[Start of Records]

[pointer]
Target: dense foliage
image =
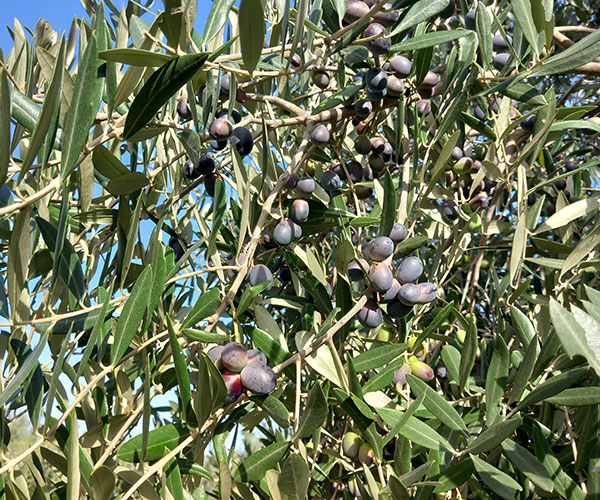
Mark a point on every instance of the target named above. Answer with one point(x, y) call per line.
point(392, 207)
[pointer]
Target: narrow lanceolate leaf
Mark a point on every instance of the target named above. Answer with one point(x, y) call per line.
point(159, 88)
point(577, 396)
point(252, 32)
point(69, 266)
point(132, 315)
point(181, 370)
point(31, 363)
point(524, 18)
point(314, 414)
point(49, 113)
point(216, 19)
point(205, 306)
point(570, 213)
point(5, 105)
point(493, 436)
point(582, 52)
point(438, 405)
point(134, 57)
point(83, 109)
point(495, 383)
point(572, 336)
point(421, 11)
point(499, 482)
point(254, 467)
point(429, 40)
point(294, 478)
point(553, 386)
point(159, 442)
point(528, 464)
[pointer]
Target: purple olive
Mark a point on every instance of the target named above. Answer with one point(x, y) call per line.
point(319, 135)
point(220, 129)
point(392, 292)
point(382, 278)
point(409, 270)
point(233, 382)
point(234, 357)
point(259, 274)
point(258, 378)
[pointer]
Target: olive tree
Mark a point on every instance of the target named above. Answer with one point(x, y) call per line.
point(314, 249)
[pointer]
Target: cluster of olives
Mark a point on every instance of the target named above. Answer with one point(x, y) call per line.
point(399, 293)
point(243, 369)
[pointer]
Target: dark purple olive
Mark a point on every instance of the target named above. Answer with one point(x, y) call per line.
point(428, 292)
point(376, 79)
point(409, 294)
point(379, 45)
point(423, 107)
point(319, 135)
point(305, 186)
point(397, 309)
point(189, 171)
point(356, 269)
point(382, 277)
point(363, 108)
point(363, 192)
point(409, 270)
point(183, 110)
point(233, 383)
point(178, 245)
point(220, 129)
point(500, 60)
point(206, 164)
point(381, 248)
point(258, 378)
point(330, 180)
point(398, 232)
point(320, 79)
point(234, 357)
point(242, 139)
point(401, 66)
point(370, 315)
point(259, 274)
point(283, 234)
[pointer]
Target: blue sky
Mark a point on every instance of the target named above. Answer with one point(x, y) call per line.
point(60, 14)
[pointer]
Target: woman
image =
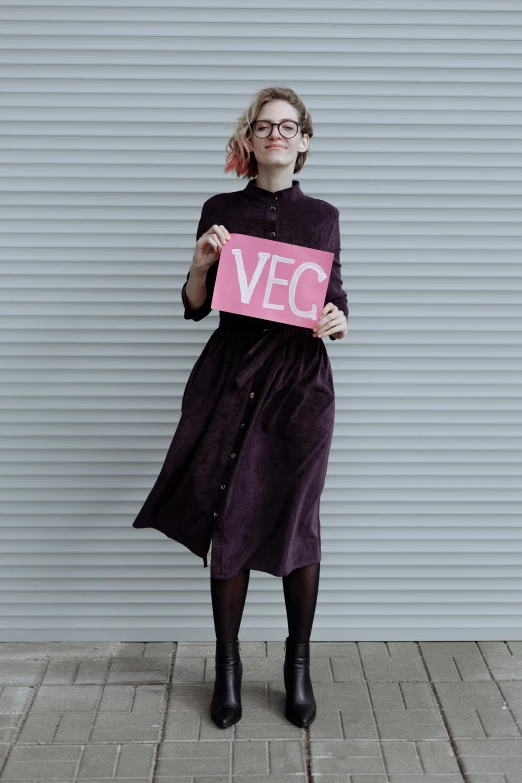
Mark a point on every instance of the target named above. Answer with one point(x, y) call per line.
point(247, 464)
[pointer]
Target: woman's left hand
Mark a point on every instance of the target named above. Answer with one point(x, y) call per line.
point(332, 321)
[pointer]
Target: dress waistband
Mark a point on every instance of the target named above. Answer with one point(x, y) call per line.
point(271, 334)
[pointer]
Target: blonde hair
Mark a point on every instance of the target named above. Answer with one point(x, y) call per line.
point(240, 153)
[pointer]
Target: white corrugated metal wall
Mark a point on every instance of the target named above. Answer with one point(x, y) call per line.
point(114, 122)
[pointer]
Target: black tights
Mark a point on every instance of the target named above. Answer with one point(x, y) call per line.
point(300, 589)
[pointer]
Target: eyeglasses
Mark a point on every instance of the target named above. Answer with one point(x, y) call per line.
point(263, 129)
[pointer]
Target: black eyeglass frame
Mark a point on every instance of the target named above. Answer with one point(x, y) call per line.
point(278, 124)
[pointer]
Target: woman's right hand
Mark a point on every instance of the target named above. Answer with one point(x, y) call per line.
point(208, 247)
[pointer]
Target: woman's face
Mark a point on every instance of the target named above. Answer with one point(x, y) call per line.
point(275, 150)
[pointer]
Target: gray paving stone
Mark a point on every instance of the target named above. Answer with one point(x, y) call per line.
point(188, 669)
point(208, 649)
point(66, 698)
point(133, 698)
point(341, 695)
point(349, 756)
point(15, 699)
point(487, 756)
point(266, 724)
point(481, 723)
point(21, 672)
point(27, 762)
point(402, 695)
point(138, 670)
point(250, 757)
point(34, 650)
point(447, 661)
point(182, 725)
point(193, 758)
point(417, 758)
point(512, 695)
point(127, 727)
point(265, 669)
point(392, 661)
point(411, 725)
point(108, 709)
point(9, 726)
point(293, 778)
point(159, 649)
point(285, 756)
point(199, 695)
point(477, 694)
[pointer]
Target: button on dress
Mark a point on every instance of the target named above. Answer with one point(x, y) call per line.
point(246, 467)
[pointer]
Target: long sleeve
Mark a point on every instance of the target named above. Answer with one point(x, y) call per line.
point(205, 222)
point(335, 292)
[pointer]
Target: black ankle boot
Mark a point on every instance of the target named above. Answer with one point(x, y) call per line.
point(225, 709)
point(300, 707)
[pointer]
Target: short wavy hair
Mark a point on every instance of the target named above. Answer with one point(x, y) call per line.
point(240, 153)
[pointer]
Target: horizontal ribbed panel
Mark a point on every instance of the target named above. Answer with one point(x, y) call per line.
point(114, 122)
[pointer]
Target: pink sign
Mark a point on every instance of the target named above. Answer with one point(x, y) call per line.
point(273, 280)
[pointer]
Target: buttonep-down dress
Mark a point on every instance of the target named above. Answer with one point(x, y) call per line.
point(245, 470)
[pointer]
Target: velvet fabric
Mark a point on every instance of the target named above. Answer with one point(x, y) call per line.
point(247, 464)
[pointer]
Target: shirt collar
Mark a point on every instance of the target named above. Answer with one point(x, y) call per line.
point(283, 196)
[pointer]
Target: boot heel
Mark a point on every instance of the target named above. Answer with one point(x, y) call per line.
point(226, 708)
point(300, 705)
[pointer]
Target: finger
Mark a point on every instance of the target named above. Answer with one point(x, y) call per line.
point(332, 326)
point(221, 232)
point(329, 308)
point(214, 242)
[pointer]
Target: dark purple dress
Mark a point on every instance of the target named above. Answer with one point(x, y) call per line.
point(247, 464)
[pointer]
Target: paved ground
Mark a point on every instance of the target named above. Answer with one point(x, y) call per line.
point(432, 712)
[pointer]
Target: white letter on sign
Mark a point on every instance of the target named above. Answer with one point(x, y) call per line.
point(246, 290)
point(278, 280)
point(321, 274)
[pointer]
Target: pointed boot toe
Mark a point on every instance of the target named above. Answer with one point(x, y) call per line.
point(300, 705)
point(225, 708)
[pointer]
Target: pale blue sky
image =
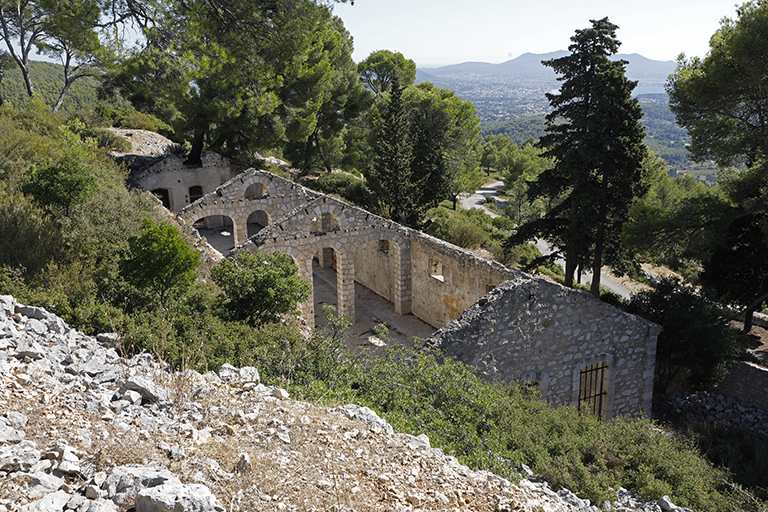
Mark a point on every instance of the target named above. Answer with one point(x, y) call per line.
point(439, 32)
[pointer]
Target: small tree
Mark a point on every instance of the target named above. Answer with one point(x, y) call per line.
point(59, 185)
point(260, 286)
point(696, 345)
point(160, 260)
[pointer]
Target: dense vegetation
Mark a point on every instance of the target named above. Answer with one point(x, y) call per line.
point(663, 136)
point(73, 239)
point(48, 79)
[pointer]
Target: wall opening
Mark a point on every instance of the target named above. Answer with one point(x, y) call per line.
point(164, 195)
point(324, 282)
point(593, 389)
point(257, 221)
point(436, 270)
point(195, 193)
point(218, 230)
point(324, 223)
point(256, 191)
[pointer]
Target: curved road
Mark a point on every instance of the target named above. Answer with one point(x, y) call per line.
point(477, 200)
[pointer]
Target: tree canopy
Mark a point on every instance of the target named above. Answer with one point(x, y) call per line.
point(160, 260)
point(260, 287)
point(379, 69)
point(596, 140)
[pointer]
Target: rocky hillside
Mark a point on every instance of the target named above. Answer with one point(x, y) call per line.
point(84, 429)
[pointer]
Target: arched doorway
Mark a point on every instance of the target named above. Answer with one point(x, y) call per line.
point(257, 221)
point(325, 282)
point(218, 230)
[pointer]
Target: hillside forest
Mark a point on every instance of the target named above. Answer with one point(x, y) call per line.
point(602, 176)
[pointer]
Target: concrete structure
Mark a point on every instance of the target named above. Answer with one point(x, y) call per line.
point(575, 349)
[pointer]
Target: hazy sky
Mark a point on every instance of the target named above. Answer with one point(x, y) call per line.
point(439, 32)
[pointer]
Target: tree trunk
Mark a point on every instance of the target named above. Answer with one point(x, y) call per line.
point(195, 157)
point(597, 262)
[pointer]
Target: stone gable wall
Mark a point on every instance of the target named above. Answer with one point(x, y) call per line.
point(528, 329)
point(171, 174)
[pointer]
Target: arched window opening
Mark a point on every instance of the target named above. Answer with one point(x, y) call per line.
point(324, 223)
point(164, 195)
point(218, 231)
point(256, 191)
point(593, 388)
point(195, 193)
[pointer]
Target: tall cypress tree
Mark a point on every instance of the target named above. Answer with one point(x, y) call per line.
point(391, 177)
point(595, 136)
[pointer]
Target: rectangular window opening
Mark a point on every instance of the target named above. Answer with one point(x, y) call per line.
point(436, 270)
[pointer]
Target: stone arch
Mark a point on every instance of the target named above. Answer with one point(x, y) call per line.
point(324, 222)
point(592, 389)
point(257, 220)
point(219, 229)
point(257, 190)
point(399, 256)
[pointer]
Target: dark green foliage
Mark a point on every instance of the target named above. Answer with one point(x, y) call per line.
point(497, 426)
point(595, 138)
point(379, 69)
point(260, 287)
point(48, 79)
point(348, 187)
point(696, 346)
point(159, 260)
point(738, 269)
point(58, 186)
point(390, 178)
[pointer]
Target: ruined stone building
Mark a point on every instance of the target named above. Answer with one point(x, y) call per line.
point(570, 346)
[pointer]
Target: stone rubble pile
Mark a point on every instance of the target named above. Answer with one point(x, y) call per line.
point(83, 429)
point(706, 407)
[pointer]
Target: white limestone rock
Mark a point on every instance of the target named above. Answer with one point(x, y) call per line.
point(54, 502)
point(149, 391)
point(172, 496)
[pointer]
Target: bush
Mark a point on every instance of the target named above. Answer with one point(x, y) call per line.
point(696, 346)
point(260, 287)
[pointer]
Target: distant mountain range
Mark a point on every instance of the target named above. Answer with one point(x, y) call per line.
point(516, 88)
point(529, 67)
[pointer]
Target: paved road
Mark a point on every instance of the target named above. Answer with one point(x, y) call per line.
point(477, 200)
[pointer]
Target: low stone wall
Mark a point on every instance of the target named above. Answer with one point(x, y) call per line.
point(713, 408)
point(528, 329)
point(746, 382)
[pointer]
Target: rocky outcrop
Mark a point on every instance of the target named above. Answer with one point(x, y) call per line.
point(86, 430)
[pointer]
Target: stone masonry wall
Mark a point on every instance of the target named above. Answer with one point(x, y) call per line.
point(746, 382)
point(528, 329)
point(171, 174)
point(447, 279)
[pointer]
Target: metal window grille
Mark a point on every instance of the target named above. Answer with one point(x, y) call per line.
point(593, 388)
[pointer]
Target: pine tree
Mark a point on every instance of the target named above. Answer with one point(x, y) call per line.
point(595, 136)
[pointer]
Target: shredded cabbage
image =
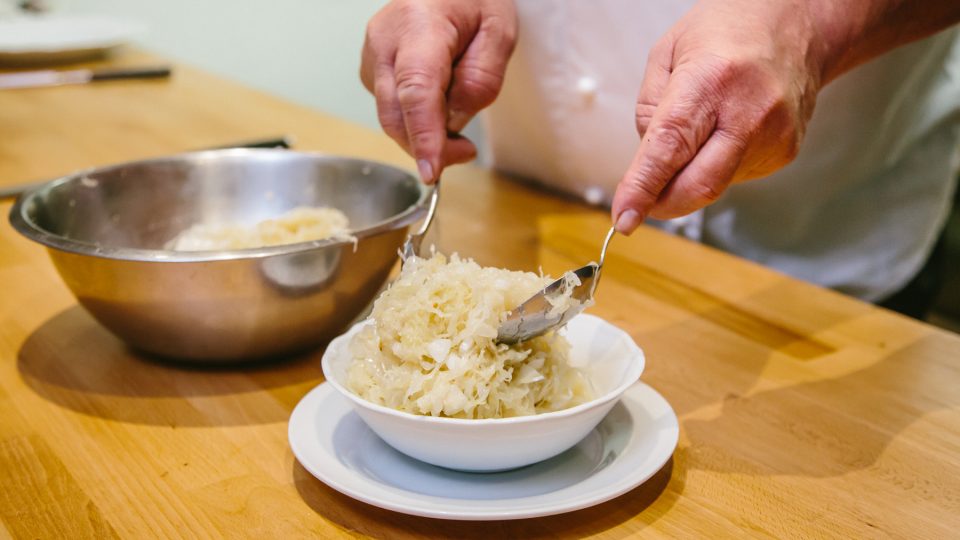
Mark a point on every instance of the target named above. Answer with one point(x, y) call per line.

[End of Records]

▸ **Required work**
List every line above that contains the word "white", matching case exactly.

▸ **Correct result**
Target: white corrugated metal wall
Target: white letter on sign
Target: white limestone rock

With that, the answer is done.